Your task: Going down the data below, set down exactly the line with "Please indicate the wooden covered" and each line after it through the line with "Please indicate the green foliage"; no other lines.
**** Materials provided ****
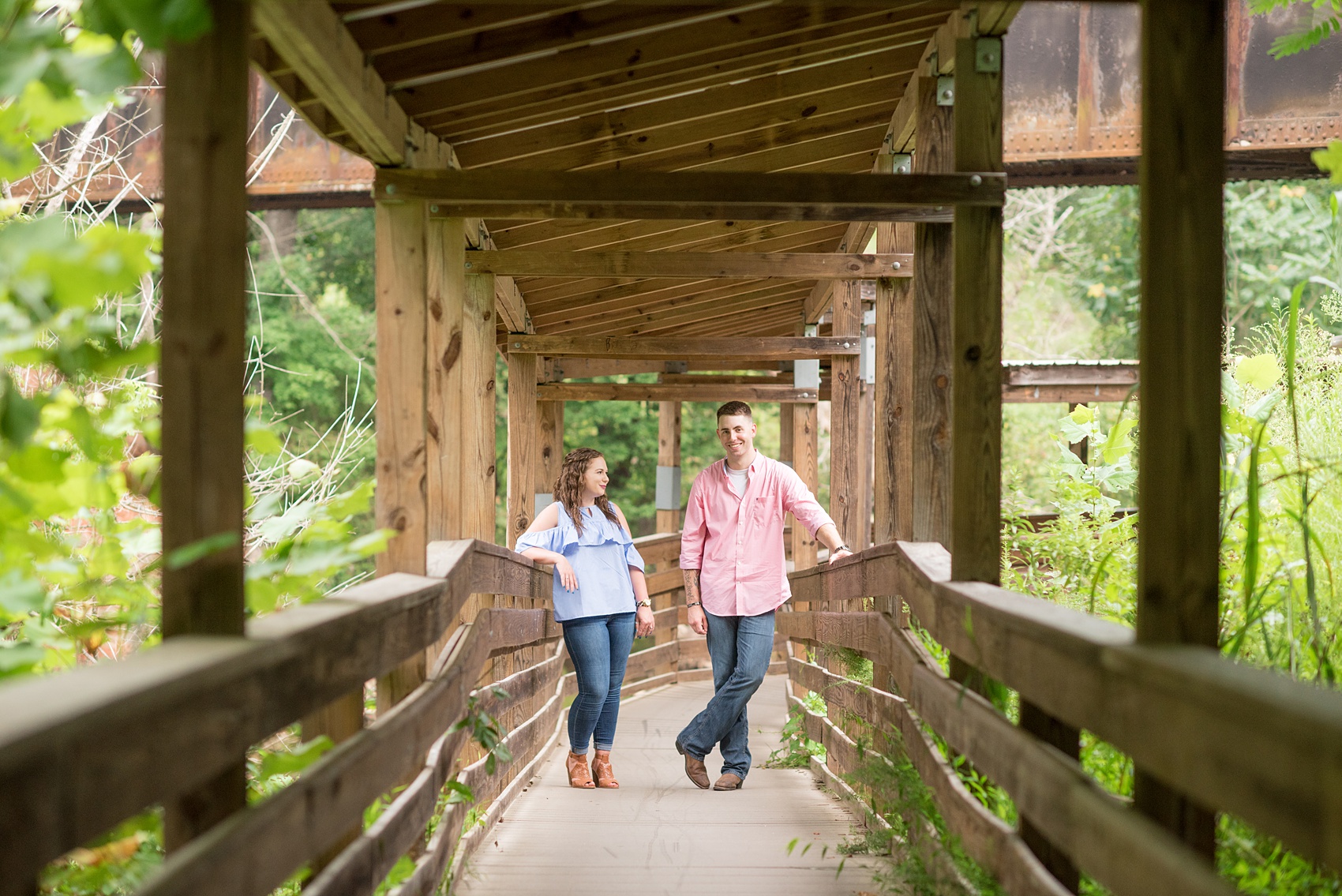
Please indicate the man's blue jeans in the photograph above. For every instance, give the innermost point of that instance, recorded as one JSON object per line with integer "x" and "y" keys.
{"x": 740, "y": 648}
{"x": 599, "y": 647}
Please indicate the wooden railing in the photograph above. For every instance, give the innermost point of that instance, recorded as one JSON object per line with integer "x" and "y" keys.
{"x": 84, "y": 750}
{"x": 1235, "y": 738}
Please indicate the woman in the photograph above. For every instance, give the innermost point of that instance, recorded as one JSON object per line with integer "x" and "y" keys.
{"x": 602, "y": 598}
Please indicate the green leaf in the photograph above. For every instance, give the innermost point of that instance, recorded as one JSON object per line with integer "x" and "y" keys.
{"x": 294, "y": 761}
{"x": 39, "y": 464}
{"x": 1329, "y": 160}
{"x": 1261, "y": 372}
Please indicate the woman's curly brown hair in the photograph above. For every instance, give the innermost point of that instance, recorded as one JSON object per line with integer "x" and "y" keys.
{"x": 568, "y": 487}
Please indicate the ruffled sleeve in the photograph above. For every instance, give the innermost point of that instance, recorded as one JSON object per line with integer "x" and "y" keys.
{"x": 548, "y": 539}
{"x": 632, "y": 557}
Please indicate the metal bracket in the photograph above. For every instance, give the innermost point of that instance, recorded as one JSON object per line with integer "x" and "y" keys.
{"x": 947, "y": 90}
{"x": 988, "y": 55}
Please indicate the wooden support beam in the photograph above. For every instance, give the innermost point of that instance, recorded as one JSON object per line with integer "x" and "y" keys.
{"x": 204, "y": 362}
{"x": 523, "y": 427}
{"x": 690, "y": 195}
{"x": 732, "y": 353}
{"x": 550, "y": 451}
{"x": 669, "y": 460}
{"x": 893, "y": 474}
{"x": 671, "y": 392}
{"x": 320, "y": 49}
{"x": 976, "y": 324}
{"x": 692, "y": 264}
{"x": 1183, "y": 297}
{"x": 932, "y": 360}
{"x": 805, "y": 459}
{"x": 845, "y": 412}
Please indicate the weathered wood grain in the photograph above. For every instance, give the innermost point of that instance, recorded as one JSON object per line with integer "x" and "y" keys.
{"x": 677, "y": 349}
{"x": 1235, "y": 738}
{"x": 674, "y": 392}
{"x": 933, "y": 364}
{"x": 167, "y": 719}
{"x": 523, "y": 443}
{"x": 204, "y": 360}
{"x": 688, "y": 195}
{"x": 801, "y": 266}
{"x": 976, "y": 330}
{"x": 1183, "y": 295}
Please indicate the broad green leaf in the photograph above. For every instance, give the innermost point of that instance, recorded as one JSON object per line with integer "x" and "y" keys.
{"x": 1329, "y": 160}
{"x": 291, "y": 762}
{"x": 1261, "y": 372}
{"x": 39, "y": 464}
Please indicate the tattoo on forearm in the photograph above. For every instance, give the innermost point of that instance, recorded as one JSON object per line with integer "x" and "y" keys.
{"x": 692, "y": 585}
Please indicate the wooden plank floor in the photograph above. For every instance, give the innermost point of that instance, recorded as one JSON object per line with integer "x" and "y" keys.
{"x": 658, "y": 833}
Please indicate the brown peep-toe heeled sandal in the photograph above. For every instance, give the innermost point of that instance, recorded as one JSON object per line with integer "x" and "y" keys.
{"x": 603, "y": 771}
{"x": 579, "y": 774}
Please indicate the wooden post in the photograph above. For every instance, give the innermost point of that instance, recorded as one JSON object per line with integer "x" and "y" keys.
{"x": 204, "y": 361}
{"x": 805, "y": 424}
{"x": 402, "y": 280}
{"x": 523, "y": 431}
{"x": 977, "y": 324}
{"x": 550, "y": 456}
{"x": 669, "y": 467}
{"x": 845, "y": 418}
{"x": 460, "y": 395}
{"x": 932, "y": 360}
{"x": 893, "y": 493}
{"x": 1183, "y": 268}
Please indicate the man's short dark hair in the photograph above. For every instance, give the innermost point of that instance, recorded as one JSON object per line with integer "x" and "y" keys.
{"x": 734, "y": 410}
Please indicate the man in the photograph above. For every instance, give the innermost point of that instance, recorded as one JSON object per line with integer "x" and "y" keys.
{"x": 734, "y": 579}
****
**** Materials provided ****
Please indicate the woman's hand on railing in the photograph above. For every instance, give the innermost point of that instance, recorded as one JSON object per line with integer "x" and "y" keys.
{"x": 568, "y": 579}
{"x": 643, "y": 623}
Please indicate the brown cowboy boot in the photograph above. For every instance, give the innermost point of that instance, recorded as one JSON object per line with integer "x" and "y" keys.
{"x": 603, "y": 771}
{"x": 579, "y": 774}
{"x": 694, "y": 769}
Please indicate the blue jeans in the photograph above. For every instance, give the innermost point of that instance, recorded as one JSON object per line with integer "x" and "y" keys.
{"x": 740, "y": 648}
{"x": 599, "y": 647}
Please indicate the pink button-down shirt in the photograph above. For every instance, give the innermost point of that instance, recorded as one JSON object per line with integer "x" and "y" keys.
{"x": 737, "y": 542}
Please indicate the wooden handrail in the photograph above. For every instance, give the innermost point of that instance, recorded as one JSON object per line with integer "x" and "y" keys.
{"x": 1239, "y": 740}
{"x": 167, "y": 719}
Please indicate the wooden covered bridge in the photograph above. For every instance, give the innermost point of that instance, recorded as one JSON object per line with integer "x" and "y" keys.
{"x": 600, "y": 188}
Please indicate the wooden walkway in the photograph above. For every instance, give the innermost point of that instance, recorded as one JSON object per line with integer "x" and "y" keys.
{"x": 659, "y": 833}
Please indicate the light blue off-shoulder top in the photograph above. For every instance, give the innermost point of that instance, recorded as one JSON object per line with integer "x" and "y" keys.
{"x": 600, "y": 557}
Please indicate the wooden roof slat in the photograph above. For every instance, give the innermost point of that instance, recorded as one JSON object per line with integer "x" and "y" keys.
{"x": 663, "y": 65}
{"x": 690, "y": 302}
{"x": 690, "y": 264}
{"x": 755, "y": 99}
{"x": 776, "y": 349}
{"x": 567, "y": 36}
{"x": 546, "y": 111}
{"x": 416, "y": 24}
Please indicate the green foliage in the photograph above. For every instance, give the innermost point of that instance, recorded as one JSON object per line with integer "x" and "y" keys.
****
**** Materials provided ****
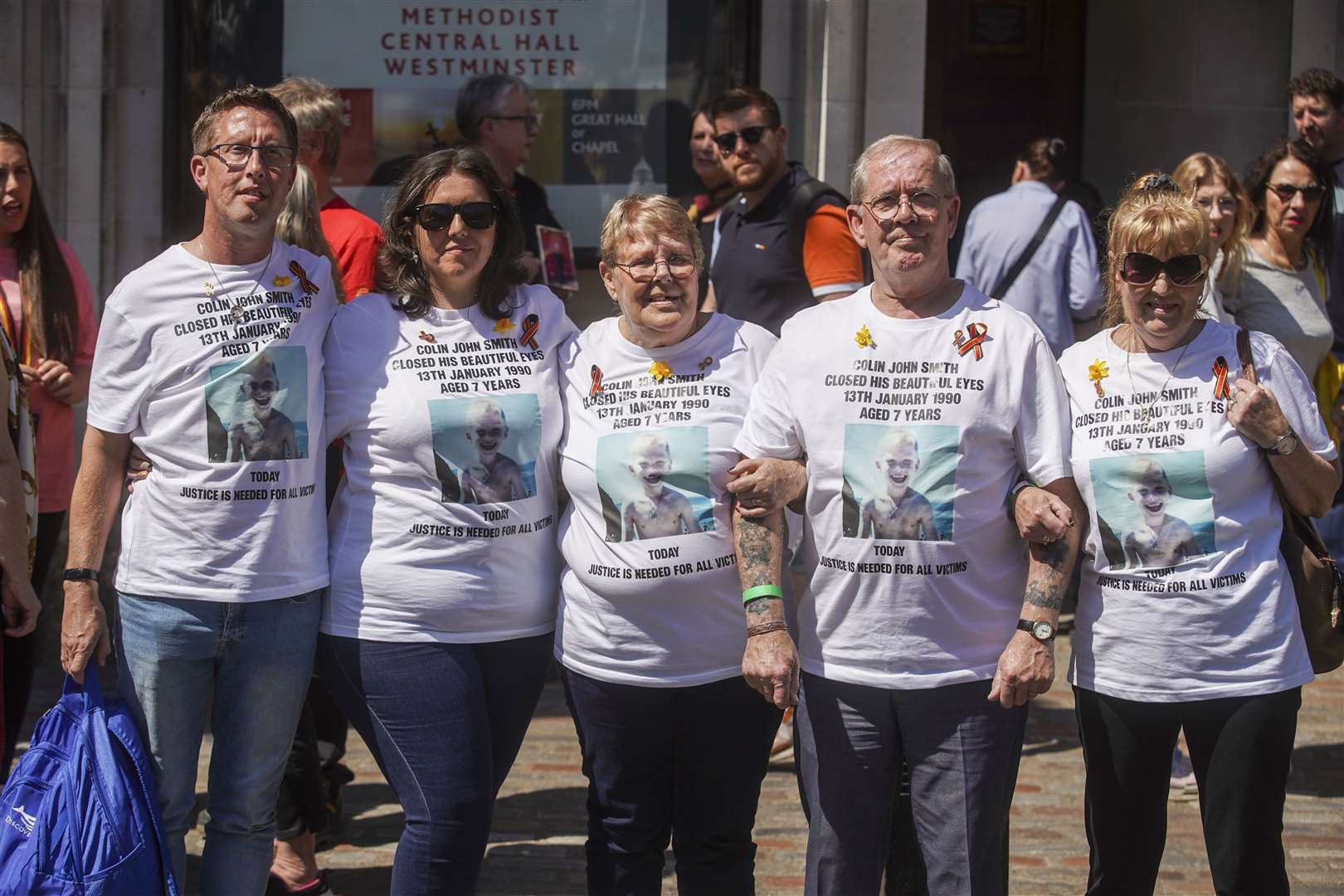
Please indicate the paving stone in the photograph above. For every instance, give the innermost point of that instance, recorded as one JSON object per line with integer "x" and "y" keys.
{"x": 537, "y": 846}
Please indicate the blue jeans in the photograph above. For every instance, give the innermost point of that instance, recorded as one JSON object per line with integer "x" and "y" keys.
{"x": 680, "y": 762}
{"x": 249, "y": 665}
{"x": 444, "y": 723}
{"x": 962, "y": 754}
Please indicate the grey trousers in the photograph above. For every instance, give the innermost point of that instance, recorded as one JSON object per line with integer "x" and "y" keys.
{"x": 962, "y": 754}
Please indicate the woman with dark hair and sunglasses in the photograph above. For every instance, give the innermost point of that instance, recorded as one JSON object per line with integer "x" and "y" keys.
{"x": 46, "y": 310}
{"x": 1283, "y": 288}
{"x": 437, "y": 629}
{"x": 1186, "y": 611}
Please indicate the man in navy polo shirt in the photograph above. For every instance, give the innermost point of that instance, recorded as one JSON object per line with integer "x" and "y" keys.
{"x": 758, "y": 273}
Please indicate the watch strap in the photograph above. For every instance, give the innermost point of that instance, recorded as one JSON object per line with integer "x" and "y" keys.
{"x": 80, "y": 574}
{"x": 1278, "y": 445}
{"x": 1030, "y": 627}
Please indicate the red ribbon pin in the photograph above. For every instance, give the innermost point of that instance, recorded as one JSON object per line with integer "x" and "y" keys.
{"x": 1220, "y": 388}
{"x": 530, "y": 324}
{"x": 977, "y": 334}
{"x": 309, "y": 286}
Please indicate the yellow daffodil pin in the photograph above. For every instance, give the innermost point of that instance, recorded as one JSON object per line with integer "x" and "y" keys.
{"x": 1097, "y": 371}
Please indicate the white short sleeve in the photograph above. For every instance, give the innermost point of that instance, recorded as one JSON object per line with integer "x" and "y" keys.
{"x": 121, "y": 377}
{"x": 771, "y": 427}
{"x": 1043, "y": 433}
****
Finished task:
Please indicate the wooden covered bridge in the photograph above. For every instance, give the innermost point of that instance, recorded as one JSON object per line with integer "x" and "y" keys.
{"x": 600, "y": 188}
Please indicate the wooden walkway in the photograph above. For every instance, give the innermost point of that instance, recorded as one JSON object per line with integer "x" and "y" keys.
{"x": 659, "y": 833}
Please indicate the light blue off-shoulder top in the photograph above. For every instance, give the innermost point of that instance, recorded as one JSON object per line with integer "x" and "y" keys.
{"x": 600, "y": 557}
Please indicate the wooden roof slat in the photograph above. For every instance, give the innermost point of that instance, recorded as one JSON object per line with integer "x" and "y" keys.
{"x": 663, "y": 65}
{"x": 690, "y": 302}
{"x": 690, "y": 264}
{"x": 755, "y": 99}
{"x": 776, "y": 349}
{"x": 567, "y": 36}
{"x": 546, "y": 111}
{"x": 416, "y": 24}
Please indicate the green foliage in the photograph above. For every instance, give the innermost point of that instance, recorded as one JSON object per line with integer "x" and "y" keys.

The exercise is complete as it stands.